AIM OF THE TASK: The entries below are to be copied exactly, with nothing left out.

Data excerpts
************

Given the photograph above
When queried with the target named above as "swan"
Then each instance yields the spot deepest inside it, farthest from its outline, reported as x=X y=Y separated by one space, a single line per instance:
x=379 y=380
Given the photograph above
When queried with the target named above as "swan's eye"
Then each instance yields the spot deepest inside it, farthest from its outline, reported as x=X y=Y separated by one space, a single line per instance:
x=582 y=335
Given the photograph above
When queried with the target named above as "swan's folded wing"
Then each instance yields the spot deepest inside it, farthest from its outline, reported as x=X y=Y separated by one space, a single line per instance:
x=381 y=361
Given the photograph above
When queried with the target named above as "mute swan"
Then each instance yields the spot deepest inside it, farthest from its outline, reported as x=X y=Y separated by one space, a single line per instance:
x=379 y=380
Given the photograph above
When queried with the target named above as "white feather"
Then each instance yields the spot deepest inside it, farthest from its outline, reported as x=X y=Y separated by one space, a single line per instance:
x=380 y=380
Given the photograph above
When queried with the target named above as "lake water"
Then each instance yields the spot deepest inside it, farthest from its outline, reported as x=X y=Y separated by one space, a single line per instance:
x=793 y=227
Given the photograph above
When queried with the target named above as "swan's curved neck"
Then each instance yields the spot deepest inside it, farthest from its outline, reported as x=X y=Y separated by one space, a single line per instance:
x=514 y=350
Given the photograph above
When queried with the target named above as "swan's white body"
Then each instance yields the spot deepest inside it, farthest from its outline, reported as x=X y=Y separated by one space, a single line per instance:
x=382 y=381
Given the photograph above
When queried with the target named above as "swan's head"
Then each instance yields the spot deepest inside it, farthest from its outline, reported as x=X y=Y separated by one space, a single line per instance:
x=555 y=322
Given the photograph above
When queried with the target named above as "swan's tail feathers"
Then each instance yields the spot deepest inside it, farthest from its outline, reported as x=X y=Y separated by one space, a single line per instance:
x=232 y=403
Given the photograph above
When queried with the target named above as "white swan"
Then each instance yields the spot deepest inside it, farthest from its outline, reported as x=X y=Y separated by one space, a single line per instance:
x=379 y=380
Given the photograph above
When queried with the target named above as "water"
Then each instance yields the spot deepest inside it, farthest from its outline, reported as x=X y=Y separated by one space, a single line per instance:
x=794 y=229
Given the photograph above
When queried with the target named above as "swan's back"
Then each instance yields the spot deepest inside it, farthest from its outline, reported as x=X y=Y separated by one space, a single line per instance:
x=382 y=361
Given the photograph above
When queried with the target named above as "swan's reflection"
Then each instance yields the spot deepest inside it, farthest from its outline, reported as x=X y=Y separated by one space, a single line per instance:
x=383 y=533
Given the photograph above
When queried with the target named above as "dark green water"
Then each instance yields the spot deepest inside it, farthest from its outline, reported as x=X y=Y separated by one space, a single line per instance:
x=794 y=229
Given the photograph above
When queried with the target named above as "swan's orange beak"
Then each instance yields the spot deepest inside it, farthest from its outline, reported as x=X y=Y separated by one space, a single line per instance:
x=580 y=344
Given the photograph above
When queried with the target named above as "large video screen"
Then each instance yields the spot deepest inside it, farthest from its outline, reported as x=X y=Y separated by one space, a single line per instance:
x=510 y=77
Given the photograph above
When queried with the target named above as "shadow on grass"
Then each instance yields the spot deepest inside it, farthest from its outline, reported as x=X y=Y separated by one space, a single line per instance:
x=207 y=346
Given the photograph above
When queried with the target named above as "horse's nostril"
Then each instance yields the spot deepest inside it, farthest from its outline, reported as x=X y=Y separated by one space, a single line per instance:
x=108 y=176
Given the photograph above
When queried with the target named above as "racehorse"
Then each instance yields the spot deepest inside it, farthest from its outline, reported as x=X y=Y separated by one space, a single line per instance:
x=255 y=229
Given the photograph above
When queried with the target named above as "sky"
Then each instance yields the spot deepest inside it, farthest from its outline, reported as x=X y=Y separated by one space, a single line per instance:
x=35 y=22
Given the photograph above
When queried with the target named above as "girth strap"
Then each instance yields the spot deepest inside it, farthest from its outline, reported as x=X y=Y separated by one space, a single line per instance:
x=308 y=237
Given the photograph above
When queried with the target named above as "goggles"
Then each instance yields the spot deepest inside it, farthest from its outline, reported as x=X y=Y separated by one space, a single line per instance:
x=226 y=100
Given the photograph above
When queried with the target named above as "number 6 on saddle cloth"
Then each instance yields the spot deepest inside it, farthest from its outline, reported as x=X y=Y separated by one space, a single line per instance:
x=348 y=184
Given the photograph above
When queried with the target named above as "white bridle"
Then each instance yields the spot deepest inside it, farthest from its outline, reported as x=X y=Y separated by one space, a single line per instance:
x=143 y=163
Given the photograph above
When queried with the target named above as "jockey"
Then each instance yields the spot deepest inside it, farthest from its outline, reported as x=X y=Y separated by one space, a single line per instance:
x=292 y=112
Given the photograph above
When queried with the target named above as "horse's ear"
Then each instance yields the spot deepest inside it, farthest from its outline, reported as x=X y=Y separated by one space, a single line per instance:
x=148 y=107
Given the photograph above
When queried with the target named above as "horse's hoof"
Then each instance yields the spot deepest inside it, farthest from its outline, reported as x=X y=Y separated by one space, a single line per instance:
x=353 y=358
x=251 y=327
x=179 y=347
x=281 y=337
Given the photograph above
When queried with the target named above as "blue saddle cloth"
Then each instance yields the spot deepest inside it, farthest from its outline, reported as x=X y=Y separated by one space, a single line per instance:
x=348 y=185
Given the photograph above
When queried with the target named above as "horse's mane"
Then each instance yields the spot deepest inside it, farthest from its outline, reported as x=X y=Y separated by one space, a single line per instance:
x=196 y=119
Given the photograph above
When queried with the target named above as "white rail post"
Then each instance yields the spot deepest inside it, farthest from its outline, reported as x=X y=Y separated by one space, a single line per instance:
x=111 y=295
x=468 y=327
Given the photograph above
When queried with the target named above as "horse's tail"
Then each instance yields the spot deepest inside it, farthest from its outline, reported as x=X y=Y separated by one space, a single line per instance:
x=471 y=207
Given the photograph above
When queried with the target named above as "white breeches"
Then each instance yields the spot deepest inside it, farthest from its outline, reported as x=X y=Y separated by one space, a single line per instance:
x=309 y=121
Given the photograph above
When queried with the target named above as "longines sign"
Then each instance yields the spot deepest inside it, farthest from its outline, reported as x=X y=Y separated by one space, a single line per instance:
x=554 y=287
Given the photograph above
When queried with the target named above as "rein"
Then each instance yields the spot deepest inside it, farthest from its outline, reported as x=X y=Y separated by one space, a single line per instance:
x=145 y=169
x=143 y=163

************

TASK RESULT:
Given the photograph above
When queried with the target named above as "swan"
Then each instance yields the spot deepest inside it, farthest from its outline, reported as x=X y=Y separated by one space, a single line per instance:
x=379 y=380
Given the photograph above
When queried with the target named above as "swan's eye"
Then each instance yields the spot deepest inside it, farthest from its outline, reported as x=X y=Y separated by one space, a single line per instance:
x=582 y=335
Given the photograph above
When queried with the target named above as "swan's folded wing"
Then each instance yields the spot deepest inside it, farthest from its outline, reported as x=X y=Y separated by one space, a single line per instance:
x=381 y=361
Given the photograph above
When queried with the target named above as "mute swan"
Then each instance yields the spot deepest inside it, farthest from its outline, reported as x=X y=Y separated by one space, a single line per instance:
x=379 y=380
Given the photograph above
When queried with the target named above as "white feather"
Then each instance yields the spot deepest inside it, farthest from its outline, reported as x=X y=Y separated by one space, a single line per instance:
x=380 y=380
Given the photograph above
When queried with the target named above as "lake water"
Then each instance yields the spot deepest inside it, farthest from its outline, reported as x=X y=Y separated by one space, a single line per instance:
x=793 y=227
Given the photograph above
When queried with the target named above as "swan's curved neck"
Then each instance yields the spot deepest inside it, farthest from its outline, reported as x=X y=Y separated by one space, a single line per instance:
x=514 y=350
Given the photograph above
When queried with the target named above as "swan's white body"
Then each instance yields the spot deepest inside it, farthest from its outline, reported as x=X y=Y separated by one space, a single line per instance:
x=382 y=381
Given the photograph above
When queried with the target named above as "swan's head"
Then each instance yields the spot deepest inside it, farthest from its outline, reported as x=X y=Y separated by one space, a single line per instance:
x=555 y=322
Given the photograph above
When queried with the target named above as "swan's tail feathers"
Then each instance yields the spot deepest inside it, farthest from its outline, reported as x=X y=Y separated by one space, a single line per instance:
x=232 y=403
Given the photograph above
When queried with the target named above as "white swan"
Then each instance yields the spot deepest inside it, farthest from its outline, reported as x=X y=Y separated by one space, a single line per instance:
x=379 y=380
Given the photograph above
When queried with the target named above as "water"
Then each instance yields the spot deepest inside it, farthest from its outline, reported as x=X y=Y separated by one space, a single line per instance:
x=794 y=229
Given the photograph above
When queried with the target named above as "swan's back"
Then each instance yields the spot deepest inside it, farthest from its outline, reported as x=X y=Y separated by one space, a single line per instance:
x=382 y=361
Given the photograph above
When queried with the target named above as "swan's reflection"
Then each instance yields the spot deepest inside it, farthest from its outline, reported as x=X y=Y separated by one space, a single line per instance:
x=383 y=533
Given the photograph above
When queried with the target named above as "dark green water"
Then each instance yields the spot deepest inside it, farthest from its outline, reported as x=X y=Y separated by one space, a single line per instance:
x=794 y=229
Given the photograph above
When queried with the target named above as "swan's orange beak"
Then each instance yields the spot deepest inside it, farthest from its outline, reported as x=X y=Y separated by one space, a single line per instance:
x=580 y=344
Given the photograph above
When queried with the target named above as "large video screen"
Then each instance yields the spot deepest inside it, farthest from its outline, reported as x=X y=Y separated by one space, a single line per instance:
x=510 y=77
Given the photograph above
When queried with the target named above as "shadow on grass"
Then each instance yields the spot deepest inside it, farthest from its outline, reported as x=X y=Y separated by one space, a single line per instance:
x=207 y=346
Given the photograph above
When queried with the target named above as "horse's nostril"
Then each instance yields the spot deepest inside it, farthest from its outline, reported as x=X y=Y separated by one space, a single line per instance:
x=108 y=176
Given the photograph above
When queried with the target named above as "racehorse"
Then each instance yields the spot deepest inside it, farthest from its outline, reported as x=X y=Y separated by one space, a single line per instance:
x=255 y=229
Given the photograph above
When queried with the target named above as "sky"
Then each instance yields the spot deepest inside it, farthest from its outline, reported as x=X y=Y separated by one space, a single line per instance:
x=35 y=22
Given the photograph above
When queried with the target named above as "girth strap"
Then each instance yields the spot deepest inside it, farthest from its outline, reported as x=X y=Y separated by one space, a single line per instance:
x=308 y=237
Given the photograph above
When queried with the target named above as "goggles"
Then each instance yields the spot deepest inside it, farthest from its outline, reported as x=X y=Y separated by one space, a single line per instance:
x=226 y=100
Given the photograph above
When queried with the target named above as "number 6 on saddle cloth"
Then each instance yields the spot deepest inside it, farthest from its outline, reported as x=X y=Y separated by one space, a single line per instance:
x=348 y=184
Given the photograph above
When queried with the target named above as "white bridle"
Then each instance yields the spot deepest inside it, farthest from its outline, reported as x=X y=Y separated by one space, a single line per instance:
x=143 y=163
Given the photograph above
When queried with the target named above as "jockey"
Then each instance yields the spot deepest inside it, farthest from its outline, reported as x=X y=Y separated by one space, a single line per instance:
x=292 y=112
Given the photograph above
When queried with the target named above as "horse's ear"
Then each instance yields the spot deepest inside it, farthest from its outline, reported as x=X y=Y separated by one space, a single line per instance:
x=148 y=107
Given the photograph above
When queried with the target named above as "horse's hoof"
Then each instance yields the spot deepest inside it, farthest from its outline, reported as x=X y=Y separated by one space, a single line per instance:
x=353 y=358
x=251 y=327
x=179 y=347
x=281 y=337
Given the photograph above
When queried with the target named above as "blue saddle cloth"
Then each instance yields the spot deepest inside it, farthest from its outline, reported as x=X y=Y separated by one space, a single line per instance:
x=348 y=185
Given the photograph above
When queried with the target named above as "horse's mane"
Then each instance yields the spot deepest inside it, farthest from its outline, reported as x=X y=Y separated by one space, a single line per instance:
x=196 y=119
Given the photograph above
When queried with the target named above as "white rail post"
Then each instance yields the spot deepest inside it, farthest from its outline, reported as x=X y=Y separated by one space, a single line per instance:
x=111 y=295
x=468 y=327
Given the photograph above
When queried with the target named above as "horse's tail"
Then each instance yields the spot deepest inside it, farthest from its outline, reported as x=X y=Y separated by one space, a single line per instance:
x=471 y=207
Given the photograph above
When queried with the target named above as "white breeches"
Then each instance yields the spot deepest inside it, farthest from its outline, reported as x=X y=Y separated by one space, a single line per instance:
x=309 y=121
Given the photograph above
When queried with the target named above as "longines sign"
Then each instance yields the spot deepest inside it, farthest from its outline, reported as x=X y=Y separated by one space, a single line per instance:
x=554 y=287
Given the photograph above
When queried with the target named above as "rein"
Then each instance yields the spot deepest inside it, farthest from its outline, reported as x=X y=Y separated by one space, a single line per instance:
x=145 y=169
x=143 y=163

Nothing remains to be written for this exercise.